SHORT EXERCISE: Tally the lines in the rows below that contain the string "white" and reply with only that number.

GIVEN DATA:

* START *

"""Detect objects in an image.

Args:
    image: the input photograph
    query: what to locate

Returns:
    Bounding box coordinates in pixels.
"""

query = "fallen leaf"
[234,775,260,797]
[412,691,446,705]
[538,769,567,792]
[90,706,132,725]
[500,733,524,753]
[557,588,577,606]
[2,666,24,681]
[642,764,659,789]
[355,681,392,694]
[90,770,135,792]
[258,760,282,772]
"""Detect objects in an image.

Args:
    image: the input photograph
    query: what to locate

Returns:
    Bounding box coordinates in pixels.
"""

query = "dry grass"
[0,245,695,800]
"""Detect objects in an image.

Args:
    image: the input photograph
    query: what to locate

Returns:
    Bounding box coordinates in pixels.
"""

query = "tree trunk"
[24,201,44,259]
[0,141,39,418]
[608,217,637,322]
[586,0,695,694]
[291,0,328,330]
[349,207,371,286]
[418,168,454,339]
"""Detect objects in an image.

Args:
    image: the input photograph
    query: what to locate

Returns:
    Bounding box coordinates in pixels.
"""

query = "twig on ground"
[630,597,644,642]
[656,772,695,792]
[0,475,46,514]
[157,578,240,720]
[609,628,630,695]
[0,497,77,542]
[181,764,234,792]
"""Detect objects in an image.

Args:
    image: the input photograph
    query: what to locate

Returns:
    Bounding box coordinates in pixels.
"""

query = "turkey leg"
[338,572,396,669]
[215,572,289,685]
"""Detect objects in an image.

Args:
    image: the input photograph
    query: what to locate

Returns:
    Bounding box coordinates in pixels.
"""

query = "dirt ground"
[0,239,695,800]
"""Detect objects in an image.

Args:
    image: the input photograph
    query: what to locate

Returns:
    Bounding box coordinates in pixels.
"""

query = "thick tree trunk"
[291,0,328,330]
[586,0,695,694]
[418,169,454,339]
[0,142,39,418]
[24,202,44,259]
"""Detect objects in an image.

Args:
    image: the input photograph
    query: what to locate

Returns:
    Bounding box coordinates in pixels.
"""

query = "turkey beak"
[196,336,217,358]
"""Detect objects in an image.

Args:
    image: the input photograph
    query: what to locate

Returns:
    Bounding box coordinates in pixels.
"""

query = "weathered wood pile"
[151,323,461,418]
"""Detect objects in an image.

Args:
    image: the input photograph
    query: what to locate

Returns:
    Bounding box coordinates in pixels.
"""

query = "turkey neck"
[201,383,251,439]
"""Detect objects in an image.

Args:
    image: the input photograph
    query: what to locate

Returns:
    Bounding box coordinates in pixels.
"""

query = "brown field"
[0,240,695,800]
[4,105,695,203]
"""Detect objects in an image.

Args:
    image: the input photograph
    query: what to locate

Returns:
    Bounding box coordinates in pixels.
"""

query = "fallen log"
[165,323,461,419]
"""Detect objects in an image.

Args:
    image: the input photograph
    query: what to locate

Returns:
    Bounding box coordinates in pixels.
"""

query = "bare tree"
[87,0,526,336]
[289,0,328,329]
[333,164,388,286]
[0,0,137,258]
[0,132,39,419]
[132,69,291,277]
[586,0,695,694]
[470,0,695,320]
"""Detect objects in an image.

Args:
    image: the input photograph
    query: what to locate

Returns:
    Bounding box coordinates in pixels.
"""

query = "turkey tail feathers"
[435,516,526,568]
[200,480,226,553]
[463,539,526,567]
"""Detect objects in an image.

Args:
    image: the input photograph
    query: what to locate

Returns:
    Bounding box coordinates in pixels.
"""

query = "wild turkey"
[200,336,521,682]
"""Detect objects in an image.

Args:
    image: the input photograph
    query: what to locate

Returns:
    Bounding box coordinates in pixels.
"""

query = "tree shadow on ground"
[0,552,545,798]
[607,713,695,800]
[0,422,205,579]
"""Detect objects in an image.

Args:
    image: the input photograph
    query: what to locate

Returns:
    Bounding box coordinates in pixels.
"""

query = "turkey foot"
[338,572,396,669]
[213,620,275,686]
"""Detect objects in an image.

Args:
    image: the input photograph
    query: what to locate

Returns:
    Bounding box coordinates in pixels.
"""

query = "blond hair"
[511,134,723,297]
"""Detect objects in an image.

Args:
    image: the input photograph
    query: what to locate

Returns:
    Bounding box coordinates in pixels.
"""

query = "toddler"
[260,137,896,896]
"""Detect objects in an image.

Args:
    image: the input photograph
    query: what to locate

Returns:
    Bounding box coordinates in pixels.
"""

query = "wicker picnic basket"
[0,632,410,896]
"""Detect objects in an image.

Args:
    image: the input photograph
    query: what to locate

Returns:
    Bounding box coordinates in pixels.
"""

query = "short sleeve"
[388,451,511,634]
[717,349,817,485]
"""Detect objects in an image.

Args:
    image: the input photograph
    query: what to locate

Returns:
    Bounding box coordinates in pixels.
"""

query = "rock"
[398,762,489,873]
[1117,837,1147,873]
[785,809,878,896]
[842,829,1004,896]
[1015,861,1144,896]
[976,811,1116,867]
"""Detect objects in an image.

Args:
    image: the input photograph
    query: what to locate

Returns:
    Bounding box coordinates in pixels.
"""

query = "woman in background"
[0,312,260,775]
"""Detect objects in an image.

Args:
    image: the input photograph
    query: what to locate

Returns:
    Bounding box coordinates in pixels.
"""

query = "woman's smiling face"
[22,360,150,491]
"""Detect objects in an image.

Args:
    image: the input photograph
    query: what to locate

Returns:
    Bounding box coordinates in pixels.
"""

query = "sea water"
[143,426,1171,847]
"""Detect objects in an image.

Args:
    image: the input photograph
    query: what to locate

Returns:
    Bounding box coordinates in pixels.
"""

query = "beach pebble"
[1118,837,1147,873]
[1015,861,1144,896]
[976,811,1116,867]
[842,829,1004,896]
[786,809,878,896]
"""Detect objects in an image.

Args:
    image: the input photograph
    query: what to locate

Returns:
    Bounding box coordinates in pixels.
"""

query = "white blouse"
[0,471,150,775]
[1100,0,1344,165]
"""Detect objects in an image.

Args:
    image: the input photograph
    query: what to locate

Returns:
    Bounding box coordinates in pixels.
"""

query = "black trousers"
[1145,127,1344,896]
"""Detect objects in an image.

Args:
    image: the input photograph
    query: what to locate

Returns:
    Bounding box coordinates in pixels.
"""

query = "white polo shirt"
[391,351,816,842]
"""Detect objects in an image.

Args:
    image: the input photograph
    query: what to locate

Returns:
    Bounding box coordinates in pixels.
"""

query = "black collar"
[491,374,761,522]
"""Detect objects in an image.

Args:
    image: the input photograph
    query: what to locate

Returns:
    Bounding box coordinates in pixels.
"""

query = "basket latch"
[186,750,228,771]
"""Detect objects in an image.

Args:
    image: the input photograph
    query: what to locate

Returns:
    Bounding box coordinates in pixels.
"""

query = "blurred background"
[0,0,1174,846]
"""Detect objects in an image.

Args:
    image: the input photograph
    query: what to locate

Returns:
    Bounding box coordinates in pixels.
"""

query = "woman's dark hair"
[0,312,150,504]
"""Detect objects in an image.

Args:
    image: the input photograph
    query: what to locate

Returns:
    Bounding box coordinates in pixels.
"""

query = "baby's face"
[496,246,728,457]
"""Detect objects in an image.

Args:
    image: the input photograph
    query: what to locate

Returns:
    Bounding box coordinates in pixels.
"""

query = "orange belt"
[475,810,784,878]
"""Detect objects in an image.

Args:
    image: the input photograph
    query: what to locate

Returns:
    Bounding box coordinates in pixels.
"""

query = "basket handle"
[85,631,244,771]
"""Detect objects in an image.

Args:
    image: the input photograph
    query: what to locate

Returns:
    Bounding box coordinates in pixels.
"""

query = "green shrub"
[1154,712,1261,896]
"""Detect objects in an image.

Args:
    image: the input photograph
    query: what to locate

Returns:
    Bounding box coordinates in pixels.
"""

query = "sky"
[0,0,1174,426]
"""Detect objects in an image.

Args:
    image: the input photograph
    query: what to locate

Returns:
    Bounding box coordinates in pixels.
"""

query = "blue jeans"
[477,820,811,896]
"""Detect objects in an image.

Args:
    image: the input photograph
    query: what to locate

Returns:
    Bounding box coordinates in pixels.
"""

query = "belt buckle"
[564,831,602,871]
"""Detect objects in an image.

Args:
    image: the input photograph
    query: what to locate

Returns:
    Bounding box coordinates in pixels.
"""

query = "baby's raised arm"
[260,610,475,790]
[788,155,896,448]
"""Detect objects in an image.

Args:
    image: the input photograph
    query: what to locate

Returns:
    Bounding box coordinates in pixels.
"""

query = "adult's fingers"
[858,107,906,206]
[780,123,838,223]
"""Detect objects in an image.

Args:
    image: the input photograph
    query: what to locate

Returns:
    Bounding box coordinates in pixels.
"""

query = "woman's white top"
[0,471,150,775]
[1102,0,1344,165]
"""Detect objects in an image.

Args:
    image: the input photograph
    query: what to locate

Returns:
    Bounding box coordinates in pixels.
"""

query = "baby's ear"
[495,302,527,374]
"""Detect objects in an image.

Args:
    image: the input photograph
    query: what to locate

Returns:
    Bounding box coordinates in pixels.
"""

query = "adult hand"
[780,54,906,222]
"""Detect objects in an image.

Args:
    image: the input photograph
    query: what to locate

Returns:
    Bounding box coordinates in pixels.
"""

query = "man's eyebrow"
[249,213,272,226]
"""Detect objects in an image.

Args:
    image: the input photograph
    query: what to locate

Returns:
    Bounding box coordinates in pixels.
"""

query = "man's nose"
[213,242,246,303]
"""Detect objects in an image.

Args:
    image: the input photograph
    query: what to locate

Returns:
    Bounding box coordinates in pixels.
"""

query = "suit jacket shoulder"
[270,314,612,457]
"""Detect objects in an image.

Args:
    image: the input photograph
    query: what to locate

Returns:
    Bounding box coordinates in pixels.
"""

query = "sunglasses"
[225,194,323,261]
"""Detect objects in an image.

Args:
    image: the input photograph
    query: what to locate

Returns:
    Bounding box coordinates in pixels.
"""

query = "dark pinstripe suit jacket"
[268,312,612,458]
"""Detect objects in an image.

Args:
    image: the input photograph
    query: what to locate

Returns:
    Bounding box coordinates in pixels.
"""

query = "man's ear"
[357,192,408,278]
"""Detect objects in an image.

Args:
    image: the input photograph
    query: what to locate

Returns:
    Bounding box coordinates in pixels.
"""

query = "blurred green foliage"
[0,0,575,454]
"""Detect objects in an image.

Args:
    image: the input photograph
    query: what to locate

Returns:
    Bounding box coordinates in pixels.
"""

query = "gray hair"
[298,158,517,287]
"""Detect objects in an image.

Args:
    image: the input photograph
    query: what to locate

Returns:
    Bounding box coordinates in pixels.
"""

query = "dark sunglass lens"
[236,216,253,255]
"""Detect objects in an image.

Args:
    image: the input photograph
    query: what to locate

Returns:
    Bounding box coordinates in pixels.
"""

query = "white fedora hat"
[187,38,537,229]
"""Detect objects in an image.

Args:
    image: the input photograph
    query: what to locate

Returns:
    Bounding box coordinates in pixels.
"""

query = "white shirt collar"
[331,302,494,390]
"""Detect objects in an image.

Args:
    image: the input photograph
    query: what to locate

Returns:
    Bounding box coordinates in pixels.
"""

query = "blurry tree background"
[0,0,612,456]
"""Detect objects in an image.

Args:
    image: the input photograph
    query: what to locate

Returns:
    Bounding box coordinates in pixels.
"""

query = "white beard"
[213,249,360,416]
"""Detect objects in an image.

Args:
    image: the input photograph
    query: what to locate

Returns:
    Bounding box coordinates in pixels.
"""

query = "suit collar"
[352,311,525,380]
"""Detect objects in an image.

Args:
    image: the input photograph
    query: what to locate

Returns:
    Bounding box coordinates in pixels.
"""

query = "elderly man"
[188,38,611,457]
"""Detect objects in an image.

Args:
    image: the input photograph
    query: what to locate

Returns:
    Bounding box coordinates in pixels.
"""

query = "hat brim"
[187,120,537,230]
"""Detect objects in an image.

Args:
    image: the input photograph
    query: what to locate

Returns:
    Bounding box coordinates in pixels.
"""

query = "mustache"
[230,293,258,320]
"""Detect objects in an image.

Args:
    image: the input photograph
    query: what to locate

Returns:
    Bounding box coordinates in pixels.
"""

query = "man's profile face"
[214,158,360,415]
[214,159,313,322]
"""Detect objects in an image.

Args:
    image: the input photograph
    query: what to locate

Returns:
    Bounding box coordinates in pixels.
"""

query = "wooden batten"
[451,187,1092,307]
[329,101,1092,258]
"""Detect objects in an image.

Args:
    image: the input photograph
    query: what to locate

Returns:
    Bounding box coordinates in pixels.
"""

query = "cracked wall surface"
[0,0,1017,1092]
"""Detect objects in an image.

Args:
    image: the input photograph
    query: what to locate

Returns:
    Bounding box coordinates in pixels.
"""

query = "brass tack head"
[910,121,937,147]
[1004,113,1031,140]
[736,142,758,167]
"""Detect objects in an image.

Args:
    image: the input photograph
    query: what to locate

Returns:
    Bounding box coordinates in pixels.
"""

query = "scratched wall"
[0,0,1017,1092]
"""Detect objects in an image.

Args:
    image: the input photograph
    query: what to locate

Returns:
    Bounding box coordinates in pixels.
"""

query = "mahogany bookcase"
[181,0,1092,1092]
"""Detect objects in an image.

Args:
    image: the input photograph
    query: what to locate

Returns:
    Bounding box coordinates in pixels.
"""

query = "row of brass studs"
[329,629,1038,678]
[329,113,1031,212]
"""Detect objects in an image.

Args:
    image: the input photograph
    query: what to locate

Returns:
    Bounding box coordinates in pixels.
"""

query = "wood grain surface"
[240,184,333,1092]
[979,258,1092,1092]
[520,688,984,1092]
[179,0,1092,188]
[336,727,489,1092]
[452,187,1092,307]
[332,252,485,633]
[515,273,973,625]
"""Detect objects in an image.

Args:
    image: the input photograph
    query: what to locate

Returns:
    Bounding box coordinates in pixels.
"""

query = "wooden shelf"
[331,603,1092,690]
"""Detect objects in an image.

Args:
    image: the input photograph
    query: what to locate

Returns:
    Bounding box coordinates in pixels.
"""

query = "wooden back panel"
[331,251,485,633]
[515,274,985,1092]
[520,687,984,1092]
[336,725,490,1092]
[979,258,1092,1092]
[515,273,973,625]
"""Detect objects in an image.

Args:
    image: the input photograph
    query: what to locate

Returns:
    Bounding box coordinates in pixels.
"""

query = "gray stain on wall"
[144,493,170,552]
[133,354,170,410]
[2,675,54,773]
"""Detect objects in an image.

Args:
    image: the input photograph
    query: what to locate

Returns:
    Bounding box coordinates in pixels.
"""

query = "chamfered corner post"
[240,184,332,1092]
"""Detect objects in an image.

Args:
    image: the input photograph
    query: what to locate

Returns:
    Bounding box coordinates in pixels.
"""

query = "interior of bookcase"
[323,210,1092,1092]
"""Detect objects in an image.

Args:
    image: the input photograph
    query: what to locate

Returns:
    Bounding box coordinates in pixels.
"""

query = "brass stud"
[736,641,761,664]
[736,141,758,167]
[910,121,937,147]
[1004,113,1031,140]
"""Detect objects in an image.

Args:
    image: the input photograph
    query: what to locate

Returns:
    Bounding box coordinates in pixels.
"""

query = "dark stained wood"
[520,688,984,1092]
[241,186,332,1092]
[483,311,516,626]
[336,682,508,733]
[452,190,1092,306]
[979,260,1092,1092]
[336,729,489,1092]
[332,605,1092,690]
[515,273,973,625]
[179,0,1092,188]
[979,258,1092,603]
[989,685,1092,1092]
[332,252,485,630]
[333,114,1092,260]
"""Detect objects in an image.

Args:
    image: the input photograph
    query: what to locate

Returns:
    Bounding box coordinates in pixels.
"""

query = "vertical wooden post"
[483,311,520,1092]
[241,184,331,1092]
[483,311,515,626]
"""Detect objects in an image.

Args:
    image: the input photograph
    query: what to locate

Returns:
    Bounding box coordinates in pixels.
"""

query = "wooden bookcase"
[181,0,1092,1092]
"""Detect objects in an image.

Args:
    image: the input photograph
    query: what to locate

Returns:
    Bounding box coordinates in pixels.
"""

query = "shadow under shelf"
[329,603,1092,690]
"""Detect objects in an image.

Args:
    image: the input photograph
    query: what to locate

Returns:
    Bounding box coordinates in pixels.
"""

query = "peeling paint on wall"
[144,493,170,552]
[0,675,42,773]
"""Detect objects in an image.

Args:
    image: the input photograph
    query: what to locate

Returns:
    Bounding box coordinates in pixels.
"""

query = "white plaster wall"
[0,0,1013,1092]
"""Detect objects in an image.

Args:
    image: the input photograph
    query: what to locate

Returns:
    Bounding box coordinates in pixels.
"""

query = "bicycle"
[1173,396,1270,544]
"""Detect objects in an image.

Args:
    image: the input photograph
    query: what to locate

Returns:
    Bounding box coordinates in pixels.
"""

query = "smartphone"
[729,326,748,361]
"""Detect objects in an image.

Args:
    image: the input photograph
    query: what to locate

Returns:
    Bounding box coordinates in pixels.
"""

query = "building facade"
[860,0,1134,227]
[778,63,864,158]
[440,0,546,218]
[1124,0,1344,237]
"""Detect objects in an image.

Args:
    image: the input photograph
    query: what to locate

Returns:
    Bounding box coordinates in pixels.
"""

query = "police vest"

* END *

TASK RESPONSE: 7